[Rows from a pointing dataset]
◆ ◆ ◆ ◆ ◆ ◆ ◆
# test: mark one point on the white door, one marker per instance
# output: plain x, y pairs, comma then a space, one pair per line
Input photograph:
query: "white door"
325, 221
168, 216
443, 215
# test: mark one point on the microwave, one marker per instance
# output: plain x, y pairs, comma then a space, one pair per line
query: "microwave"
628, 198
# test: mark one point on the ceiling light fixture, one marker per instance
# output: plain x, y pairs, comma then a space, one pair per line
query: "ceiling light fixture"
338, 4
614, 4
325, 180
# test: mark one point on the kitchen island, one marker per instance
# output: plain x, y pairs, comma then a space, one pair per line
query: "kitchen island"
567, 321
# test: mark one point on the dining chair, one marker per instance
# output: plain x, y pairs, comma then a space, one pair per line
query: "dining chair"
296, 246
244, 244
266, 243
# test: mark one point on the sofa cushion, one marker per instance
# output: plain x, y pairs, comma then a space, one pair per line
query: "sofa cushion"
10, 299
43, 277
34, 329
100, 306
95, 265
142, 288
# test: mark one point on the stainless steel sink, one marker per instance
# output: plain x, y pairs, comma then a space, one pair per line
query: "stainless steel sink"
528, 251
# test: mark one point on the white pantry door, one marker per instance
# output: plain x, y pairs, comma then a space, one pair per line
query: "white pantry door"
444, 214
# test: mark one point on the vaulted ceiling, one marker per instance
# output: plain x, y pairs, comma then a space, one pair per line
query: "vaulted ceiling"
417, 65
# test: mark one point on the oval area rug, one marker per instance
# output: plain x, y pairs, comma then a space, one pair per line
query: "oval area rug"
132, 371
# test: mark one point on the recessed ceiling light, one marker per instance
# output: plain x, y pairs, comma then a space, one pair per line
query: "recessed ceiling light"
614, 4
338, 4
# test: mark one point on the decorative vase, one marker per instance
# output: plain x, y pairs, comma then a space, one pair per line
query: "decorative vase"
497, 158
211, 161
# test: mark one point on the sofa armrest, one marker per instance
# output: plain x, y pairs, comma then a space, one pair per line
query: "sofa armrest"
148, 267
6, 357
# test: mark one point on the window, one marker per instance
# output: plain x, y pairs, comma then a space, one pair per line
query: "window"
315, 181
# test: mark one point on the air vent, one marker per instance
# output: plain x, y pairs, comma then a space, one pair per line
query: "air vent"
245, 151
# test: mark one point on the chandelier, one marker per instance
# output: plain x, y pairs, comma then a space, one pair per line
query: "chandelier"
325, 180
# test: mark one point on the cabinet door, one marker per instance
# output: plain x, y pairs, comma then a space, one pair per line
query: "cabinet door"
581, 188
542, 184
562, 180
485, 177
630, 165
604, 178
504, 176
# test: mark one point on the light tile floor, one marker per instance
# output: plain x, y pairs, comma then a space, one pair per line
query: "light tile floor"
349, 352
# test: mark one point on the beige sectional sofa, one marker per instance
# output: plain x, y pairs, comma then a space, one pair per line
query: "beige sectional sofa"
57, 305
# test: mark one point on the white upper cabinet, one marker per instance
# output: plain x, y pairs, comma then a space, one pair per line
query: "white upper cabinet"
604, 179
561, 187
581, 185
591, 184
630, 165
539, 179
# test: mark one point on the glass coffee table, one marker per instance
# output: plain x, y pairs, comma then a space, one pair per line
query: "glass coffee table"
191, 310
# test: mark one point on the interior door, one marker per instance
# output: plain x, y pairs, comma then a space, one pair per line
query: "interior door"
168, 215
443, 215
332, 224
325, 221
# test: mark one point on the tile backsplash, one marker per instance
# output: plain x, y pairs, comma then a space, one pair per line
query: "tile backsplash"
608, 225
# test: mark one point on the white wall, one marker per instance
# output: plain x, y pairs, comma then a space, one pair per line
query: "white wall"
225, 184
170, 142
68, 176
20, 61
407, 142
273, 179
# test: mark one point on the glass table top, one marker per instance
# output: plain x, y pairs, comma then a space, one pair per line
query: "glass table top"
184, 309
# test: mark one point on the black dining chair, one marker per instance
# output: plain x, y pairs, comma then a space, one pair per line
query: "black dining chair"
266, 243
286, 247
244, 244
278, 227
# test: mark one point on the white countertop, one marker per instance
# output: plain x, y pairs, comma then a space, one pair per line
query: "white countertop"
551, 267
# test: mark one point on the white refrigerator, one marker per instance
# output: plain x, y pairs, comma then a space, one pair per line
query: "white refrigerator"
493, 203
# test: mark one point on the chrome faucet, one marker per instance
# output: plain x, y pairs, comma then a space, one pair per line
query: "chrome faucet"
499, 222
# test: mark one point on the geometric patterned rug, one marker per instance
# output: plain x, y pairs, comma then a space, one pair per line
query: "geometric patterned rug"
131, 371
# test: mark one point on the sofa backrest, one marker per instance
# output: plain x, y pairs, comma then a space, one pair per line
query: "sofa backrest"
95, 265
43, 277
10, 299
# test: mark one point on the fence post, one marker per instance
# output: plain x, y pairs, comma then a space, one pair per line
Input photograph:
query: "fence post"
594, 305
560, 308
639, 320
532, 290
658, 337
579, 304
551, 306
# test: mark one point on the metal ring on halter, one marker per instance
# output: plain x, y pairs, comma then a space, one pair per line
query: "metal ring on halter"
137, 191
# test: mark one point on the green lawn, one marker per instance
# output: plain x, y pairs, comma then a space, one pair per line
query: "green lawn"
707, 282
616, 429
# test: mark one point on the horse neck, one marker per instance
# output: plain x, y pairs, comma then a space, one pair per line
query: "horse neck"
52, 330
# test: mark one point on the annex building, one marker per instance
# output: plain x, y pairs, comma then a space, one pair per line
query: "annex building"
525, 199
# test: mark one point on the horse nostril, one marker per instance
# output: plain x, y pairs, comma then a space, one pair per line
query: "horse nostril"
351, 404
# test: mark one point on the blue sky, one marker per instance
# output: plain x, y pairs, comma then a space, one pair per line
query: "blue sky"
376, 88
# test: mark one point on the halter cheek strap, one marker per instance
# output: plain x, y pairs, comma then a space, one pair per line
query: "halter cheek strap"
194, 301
◆ ◆ ◆ ◆ ◆ ◆ ◆
Restate each record word for word.

# test: mark one point on the white door, one marker per instance
# output: plain x, y pairs, comma then a space, one pair per line
Input photograph:
query: "white door"
325, 221
168, 216
443, 215
# test: mark one point on the microwave, one marker per instance
# output: plain x, y pairs, comma then a space, one pair per line
query: "microwave"
628, 198
# test: mark one point on the ceiling light fixture, one marker per instance
# output: plain x, y pairs, comma then a space, one pair per line
query: "ceiling light fixture"
338, 4
614, 4
325, 180
# test: mark one point on the kitchen island, one marker per instance
# output: plain x, y pairs, comma then a space, one pair per line
query: "kitchen island"
567, 321
# test: mark one point on the dining chair, one marker per instance
# output: plain x, y pairs, comma then a space, one pair per line
query: "dining chair"
296, 246
244, 244
266, 243
# test: mark one point on the sofa cushion, one marker per instance
# output: plain x, y pairs, comma then a space, one pair per line
query: "sofa cushion"
10, 299
43, 277
34, 329
100, 306
95, 265
142, 288
# test: mark one point on the stainless steel sink, one marker per instance
# output: plain x, y pairs, comma then a space, one pair per line
query: "stainless steel sink"
528, 251
# test: mark one point on the white pantry door, one marker per instance
# output: plain x, y pairs, comma then a space, one pair per line
query: "white pantry door"
444, 214
# test: mark one point on the vaulted ceiling, one marker per instance
# output: plain x, y pairs, comma then a space, one pair per line
query: "vaulted ceiling"
417, 65
# test: mark one point on the oval area rug, one marker per instance
# output: plain x, y pairs, comma then a space, one pair per line
query: "oval area rug"
132, 371
# test: mark one point on the recessed ceiling light, one marker per instance
# output: plain x, y pairs, comma then a space, one pair per line
query: "recessed ceiling light"
614, 4
338, 4
# test: mark one point on the decorative vase, one marker per instance
# output: plain x, y pairs, comma then a space, one pair per line
query: "decorative vase"
497, 158
211, 161
# test: mark one point on the sofa armrest, one marker per instance
# output: plain x, y pairs, comma then a space, one pair per line
query: "sofa armrest"
148, 267
6, 357
# test: mark one point on the window, one marker per instance
# output: plain x, y pairs, comma then a space, one pair per line
query: "window"
315, 181
# test: mark one point on the air vent, one marker per instance
# output: plain x, y pairs, comma then a space, one pair per line
query: "air vent"
245, 151
# test: mark one point on the chandelier, one marker per instance
# output: plain x, y pairs, comma then a space, one pair per line
query: "chandelier"
325, 180
# test: mark one point on the cabinet door, one marker per instance
# output: plain x, y pairs, comma then a space, one pair per line
query: "cabinet door"
581, 188
542, 184
562, 180
485, 177
630, 165
604, 178
504, 176
# test: mark one point on the light tile floor, one marker per instance
# output: plain x, y pairs, comma then a space, one pair per line
query: "light tile floor"
349, 352
# test: mark one point on the beige sectional sofa, one marker per instance
# output: plain x, y pairs, comma then a space, one pair per line
query: "beige sectional sofa"
57, 305
# test: mark one point on the white upper cabinet, one marker per instance
# output: plain x, y pairs, comma then a space, one pair per line
query: "white upper cabinet"
604, 179
561, 187
581, 185
591, 184
630, 165
539, 179
# test: mark one point on the glass coffee table, one marker per instance
# output: plain x, y pairs, comma then a space, one pair per line
query: "glass coffee table"
191, 310
# test: mark one point on the interior door, one marker per instance
# output: plain x, y pairs, comma then a space, one pair per line
query: "interior door"
168, 215
443, 215
332, 224
325, 221
# test: mark one point on the tile backsplash, one marker per instance
# output: plain x, y pairs, comma then a space, one pair per line
query: "tile backsplash"
608, 225
# test: mark one point on the white wall, one marker per instance
# output: plain x, y pairs, comma then a space, one pair per line
query: "white wall"
225, 184
170, 142
68, 176
20, 61
407, 142
273, 179
# test: mark one point on the glass table top, one marker per instance
# output: plain x, y pairs, comma then a space, one pair per line
query: "glass table top"
184, 309
# test: mark one point on the black dining chair, one marker per instance
# output: plain x, y pairs, comma then a space, one pair per line
query: "black dining chair"
266, 243
286, 247
244, 244
278, 227
# test: mark one point on the white countertop, one marker per instance
# output: plain x, y pairs, comma then a space, one pair per line
query: "white countertop"
551, 267
# test: mark one point on the white refrigerator, one marker per instance
# output: plain x, y pairs, comma then a space, one pair per line
query: "white refrigerator"
493, 203
# test: mark one point on the chrome faucet, one marker per instance
# output: plain x, y pairs, comma then a space, one pair per line
query: "chrome faucet"
499, 222
# test: mark one point on the geometric patterned rug, one marker per instance
# output: plain x, y pairs, comma then a space, one pair per line
query: "geometric patterned rug"
131, 371
# test: mark one point on the sofa backrest, one marker per instance
# output: plain x, y pairs, comma then a space, one pair per line
query: "sofa backrest"
95, 265
43, 277
10, 299
# test: mark one point on the fence post, one marker per instance
# output: plain x, y pairs, comma then a space, one pair per line
Input photograph:
query: "fence post"
594, 305
560, 308
639, 320
532, 290
658, 337
579, 304
551, 306
# test: mark one point on the metal ring on halter, one marker per instance
# output: plain x, y pairs, comma then a space, one pair per line
query: "metal ring on halter"
137, 191
# test: mark one point on the green lawn, one marker per instance
# output: plain x, y pairs, comma then a space, one pair per line
query: "green lawn"
707, 282
616, 429
# test: mark one point on the horse neck, one marker per instance
# output: plain x, y pairs, comma then a space, one pair per line
query: "horse neck"
52, 330
# test: mark one point on the annex building, one marker per instance
# output: plain x, y pairs, comma then a space, one pair per line
query: "annex building"
525, 199
# test: mark one point on the horse nostril, one marker per instance
# output: plain x, y pairs, comma then a space, one pair per line
query: "horse nostril"
351, 404
# test: mark one point on the blue sky, one marker per instance
# output: plain x, y pairs, comma then a space, one pair per line
query: "blue sky"
376, 88
# test: mark one point on the halter cheek strap, one marker per instance
# output: plain x, y pairs, comma then a space, one pair per line
query: "halter cheek strap"
194, 301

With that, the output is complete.